• WHAT YOU ARE ASKED TO DO:
Transcribe the forum thread about splitting strings from "For example, if" to "words in English.", inclusive.

PDA

Split by, split on

View Full Version : Split by, split on


Tyrn
March 15, 2024, 02:07 PM
Hi,

This is a distinction I'm not at all sure of. The following is my guess, not a certainty.

Here's a string of words:

"alfa bravo charlie delta"

This is the string split:

("alfa" "bravo" "charlie" "delta")

Is it correct to say that the string is split by words, on spaces?

wrholt
March 15, 2024, 05:54 PM
I would say that I split the string on spaces (or at spaces)* in order to split it into words, but only when talking about strings that are similar to your example string, which contains only arbitrary groups of alphabetic characters separated by one and only one space character.

If I don't know whether a string is guaranteed to satisfy that restriction, I would say that I split the string on spaces in order to split it into substrings.

For example, if I split the previous sentence on spaces, some of the substrings are "substrings." and "restriction,", which are not words in a strict sense, as the punctuation marks "." and "," are not part of the spelling of words in English.

Disclaimer: by education I'm a computer scientist, and I've worked as a computer programmer for more than 36 years.

*for reference, the documentation from Microsoft about the Split function in the .Net framework uses "at spaces" rather than "on spaces": https://learn.microsoft.com/en-us/dotnet/api/system.string.split?view=net-8.0&redirectedfrom=MSDN#overloads

Tyrn
March 15, 2024, 11:53 PM
Yes, I meant computer science all along :o

So, we split strings on/at spaces, and into substrings. Still unclear: is it possible to split a string by words? I'm really interested in a short preposition.

• COLLECTED MATERIAL:
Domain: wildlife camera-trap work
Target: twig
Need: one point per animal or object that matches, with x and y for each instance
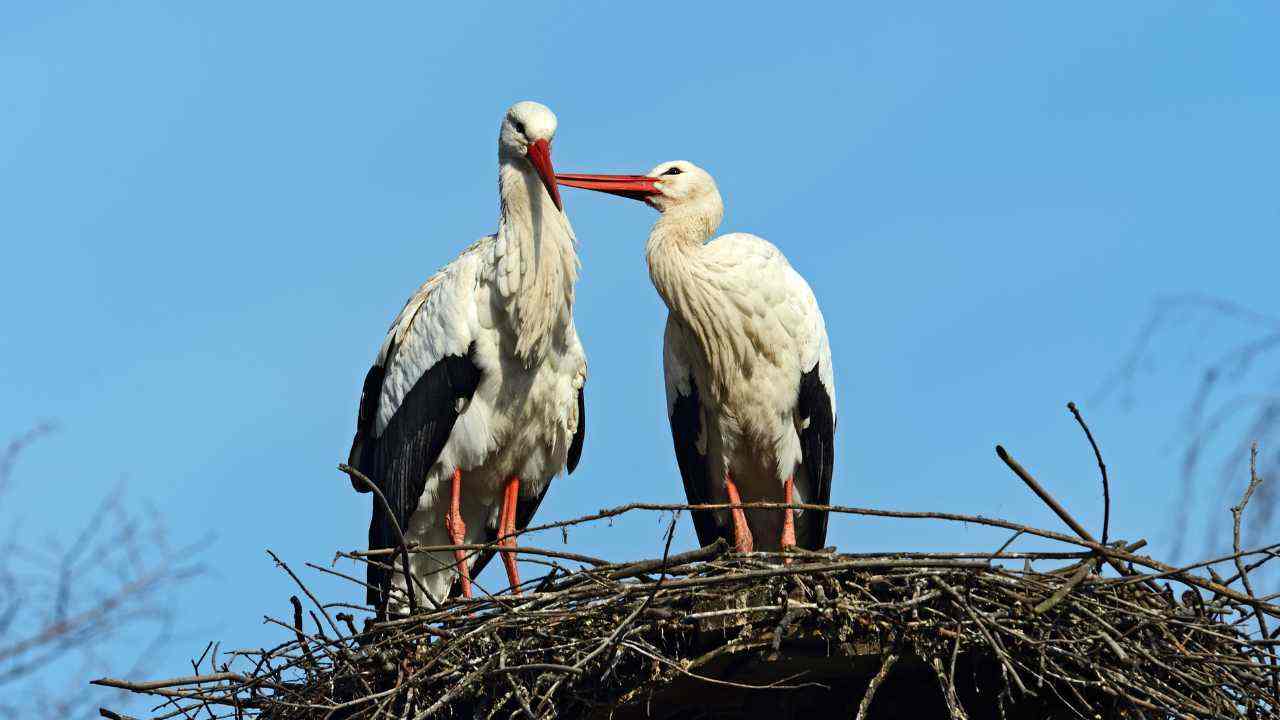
(1102, 468)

• SOLUTION:
For example, if I split the previous sentence on spaces, some of the substrings are "substrings." and "restriction,", which are not words in a strict sense, as the punctuation marks "." and "," are not part of the spelling of words in English.